- [Requirement A]:
Could you reproduce the GPIO light-blinking post word for word?

- [Source extract]:
begin
Blinking Lights With GPIO

In my last post we looked at a basic query of the GPIO bus just to show that we could read it. This time I want to actually control something. Blinking a light is the IoT equivalent of Hello World, so we’ll try that. In this setup, the anode (short lead) of the LED is connected to pin 19 by a smaller resistor, and the cathode (long lead) is connected to the 3v ground bar.

Design

libgpio has two new functions we haven’t seen so far: ‘‘gpio_pin_high’’ and ‘‘gpio_pin_low’’ which alternately set the pin to high voltage (on) and low voltage (off). If you aren’t familiar with logic circuits, high and low are used instead of on or off, because there is in fact always a little bit of voltage even in the nominally off condition.

We’re also using a bit of argument processing to control the length of time the light circuit spends in the high position and the low position. There’s nothing magical about this, but if you want to learn more you should look at getopt man page.
end
- [Requirement B]:
Can you render only part of the entries below as a numbered list with no blank lines, starting at the line that contains "baseball pants in the photo above." and stopping after the line that contains "(1260, 426)"?

- [Given data]:
begin
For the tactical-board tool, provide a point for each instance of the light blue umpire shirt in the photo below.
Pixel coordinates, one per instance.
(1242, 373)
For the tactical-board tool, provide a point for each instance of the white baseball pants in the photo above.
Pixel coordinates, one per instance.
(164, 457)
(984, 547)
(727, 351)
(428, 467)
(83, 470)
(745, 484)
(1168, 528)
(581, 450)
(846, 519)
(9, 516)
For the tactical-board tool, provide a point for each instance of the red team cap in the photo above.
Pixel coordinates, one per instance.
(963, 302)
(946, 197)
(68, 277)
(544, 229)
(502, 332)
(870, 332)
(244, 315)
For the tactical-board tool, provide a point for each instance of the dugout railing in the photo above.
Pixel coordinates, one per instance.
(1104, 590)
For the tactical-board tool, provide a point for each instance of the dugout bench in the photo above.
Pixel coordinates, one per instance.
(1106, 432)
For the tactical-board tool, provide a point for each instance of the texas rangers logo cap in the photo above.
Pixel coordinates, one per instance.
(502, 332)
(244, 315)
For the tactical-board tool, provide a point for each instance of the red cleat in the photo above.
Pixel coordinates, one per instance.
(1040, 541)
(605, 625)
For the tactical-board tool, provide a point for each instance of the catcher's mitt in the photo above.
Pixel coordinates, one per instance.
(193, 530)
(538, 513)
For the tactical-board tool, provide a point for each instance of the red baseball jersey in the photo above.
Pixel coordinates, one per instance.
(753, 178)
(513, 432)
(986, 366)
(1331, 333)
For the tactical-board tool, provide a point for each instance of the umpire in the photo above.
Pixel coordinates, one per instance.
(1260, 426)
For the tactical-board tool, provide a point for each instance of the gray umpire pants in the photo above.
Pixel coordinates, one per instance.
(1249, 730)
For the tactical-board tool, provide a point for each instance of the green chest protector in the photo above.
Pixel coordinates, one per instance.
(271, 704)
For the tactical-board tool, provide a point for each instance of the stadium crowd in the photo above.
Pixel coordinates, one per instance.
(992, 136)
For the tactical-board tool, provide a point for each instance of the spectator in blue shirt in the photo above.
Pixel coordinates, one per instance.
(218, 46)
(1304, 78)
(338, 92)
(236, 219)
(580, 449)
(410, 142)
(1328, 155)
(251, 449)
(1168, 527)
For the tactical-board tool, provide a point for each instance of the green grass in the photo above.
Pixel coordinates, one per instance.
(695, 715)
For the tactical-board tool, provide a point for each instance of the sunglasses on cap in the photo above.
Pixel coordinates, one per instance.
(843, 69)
end
- [Full output A]:
Blinking Lights With GPIO

In my last post we looked at a basic query of the GPIO bus just to show that we could read it. This time I want to actually control something. Blinking a light is the IoT equivalent of Hello World, so we’ll try that. In this setup, the anode (short lead) of the LED is connected to pin 19 by a smaller resistor, and the cathode (long lead) is connected to the 3v ground bar.

Design

libgpio has two new functions we haven’t seen so far: ‘‘gpio_pin_high’’ and ‘‘gpio_pin_low’’ which alternately set the pin to high voltage (on) and low voltage (off). If you aren’t familiar with logic circuits, high and low are used instead of on or off, because there is in fact always a little bit of voltage even in the nominally off condition.

We’re also using a bit of argument processing to control the length of time the light circuit spends in the high position and the low position. There’s nothing magical about this, but if you want to learn more you should look at getopt man page.

- [Full output B]:
1. For the tactical-board tool, provide a point for each instance of the white baseball pants in the photo above.
2. Pixel coordinates, one per instance.
3. (164, 457)
4. (984, 547)
5. (727, 351)
6. (428, 467)
7. (83, 470)
8. (745, 484)
9. (1168, 528)
10. (581, 450)
11. (846, 519)
12. (9, 516)
13. For the tactical-board tool, provide a point for each instance of the red team cap in the photo above.
14. Pixel coordinates, one per instance.
15. (963, 302)
16. (946, 197)
17. (68, 277)
18. (544, 229)
19. (502, 332)
20. (870, 332)
21. (244, 315)
22. For the tactical-board tool, provide a point for each instance of the dugout railing in the photo above.
23. Pixel coordinates, one per instance.
24. (1104, 590)
25. For the tactical-board tool, provide a point for each instance of the dugout bench in the photo above.
26. Pixel coordinates, one per instance.
27. (1106, 432)
28. For the tactical-board tool, provide a point for each instance of the texas rangers logo cap in the photo above.
29. Pixel coordinates, one per instance.
30. (502, 332)
31. (244, 315)
32. For the tactical-board tool, provide a point for each instance of the red cleat in the photo above.
33. Pixel coordinates, one per instance.
34. (1040, 541)
35. (605, 625)
36. For the tactical-board tool, provide a point for each instance of the catcher's mitt in the photo above.
37. Pixel coordinates, one per instance.
38. (193, 530)
39. (538, 513)
40. For the tactical-board tool, provide a point for each instance of the red baseball jersey in the photo above.
41. Pixel coordinates, one per instance.
42. (753, 178)
43. (513, 432)
44. (986, 366)
45. (1331, 333)
46. For the tactical-board tool, provide a point for each instance of the umpire in the photo above.
47. Pixel coordinates, one per instance.
48. (1260, 426)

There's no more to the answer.